**Stated goal A**
In the rows below, rewrite the stretch from the line containing "FIND sliding player's outstretched leg" through the line containing "top-left (388, 228), bottom-right (398, 255)" as a numbered list, including both end lines and leaving out any blank lines.

Reserve Bank of New Zealand v CBL Insurance Ltd
[2019] NZHC 737
•8 April 2019 at 4 pm
IN THE HIGH COURT OF NEW ZEALAND AUCKLAND REGISTRY
I TE KŌTI MATUA O AOTEAROA TĀMAKI MAKAURAU ROHE
CIV-2018-404-000306
[2019] NZHC 737
BETWEEN RESERVE BANK OF NEW ZEALAND
Plaintiff
AND
CBL INSURANCE LIMITED
Defendant
Hearing: On the papers Appearances:
N S G Gedye QC and S A Barker for Reserve Bank
J S Cooper QC and A E Murray for Interim Liquidators A S R Ross QC and J E M Lethbridge for Elite Insurance M Kersey for LBC Holdings
J F Anderson QC and J A MacGillivray for Alpha D A Salmon and J P Cundy for CBLI
H L Quinlan for Supporting Creditor
Judgment:
8 April 2019 at 4 pm
JUDGMENT OF COURTNEY J
[Costs]
This judgment was delivered by Justice Courtney on 8 April 2019 .at 4 pm pursuant to r 11.5 of the High Court Rules – Registrar / Deputy Registrar – Date……………………
RESERVE BANK OF NEW ZEALAND v CBL INSURANCE LIMITED [2019] NZHC 737 [8 April 2019]
Introduction
[1] On 12 November 2018, I made an order placing CBL Insurance Ltd (in interim liquidation) (CBLI) in liquidation on the application of the Reserve Bank of New Zealand (RBNZ).1 Although the application ultimately proceeded unopposed, the opposition to it from CBLI itself (by its directors, Messrs Harris and Hutchison) and its shareholder, LBC Holdings Ltd (Administrators Appointed) (LBC) was only withdrawn at the last minute.

**Supplied entries**
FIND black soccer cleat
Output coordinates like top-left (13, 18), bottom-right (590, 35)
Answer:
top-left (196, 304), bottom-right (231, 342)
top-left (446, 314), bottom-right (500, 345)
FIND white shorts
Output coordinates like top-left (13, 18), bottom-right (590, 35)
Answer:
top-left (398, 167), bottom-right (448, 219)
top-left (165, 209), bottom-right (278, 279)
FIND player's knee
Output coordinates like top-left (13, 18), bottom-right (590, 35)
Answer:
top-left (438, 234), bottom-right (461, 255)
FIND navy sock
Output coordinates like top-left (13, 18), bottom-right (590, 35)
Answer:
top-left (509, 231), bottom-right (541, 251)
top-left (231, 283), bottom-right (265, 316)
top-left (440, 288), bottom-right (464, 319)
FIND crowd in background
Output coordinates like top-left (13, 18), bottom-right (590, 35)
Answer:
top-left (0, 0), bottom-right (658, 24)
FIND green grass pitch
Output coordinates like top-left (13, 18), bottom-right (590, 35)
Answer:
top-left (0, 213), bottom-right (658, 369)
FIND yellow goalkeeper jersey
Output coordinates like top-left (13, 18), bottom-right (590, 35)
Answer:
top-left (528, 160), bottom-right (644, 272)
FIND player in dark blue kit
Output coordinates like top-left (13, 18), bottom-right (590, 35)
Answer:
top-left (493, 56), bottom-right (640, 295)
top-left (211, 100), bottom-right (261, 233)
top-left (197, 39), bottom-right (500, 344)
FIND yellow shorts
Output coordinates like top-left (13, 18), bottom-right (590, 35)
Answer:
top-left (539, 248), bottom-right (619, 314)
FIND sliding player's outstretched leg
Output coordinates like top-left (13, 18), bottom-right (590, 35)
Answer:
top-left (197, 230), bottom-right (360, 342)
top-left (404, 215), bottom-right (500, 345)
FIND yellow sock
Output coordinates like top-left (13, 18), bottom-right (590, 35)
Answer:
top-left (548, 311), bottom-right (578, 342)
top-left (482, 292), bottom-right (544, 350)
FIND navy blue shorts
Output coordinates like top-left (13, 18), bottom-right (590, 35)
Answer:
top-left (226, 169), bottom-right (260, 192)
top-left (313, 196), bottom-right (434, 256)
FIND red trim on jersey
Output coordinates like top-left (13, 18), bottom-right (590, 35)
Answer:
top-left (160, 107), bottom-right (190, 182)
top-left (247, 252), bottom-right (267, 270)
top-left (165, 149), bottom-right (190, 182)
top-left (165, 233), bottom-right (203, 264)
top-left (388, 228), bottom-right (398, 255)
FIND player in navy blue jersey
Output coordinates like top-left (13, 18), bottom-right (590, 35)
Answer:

**Stated goal B**
According to the judgment above, on what date was the order placing CBL Insurance Ltd in liquidation made?

**Answer A**
1. FIND sliding player's outstretched leg
2. Output coordinates like top-left (13, 18), bottom-right (590, 35)
3. Answer:
4. top-left (197, 230), bottom-right (360, 342)
5. top-left (404, 215), bottom-right (500, 345)
6. FIND yellow sock
7. Output coordinates like top-left (13, 18), bottom-right (590, 35)
8. Answer:
9. top-left (548, 311), bottom-right (578, 342)
10. top-left (482, 292), bottom-right (544, 350)
11. FIND navy blue shorts
12. Output coordinates like top-left (13, 18), bottom-right (590, 35)
13. Answer:
14. top-left (226, 169), bottom-right (260, 192)
15. top-left (313, 196), bottom-right (434, 256)
16. FIND red trim on jersey
17. Output coordinates like top-left (13, 18), bottom-right (590, 35)
18. Answer:
19. top-left (160, 107), bottom-right (190, 182)
20. top-left (247, 252), bottom-right (267, 270)
21. top-left (165, 149), bottom-right (190, 182)
22. top-left (165, 233), bottom-right (203, 264)
23. top-left (388, 228), bottom-right (398, 255)

**Answer B**
12 November 2018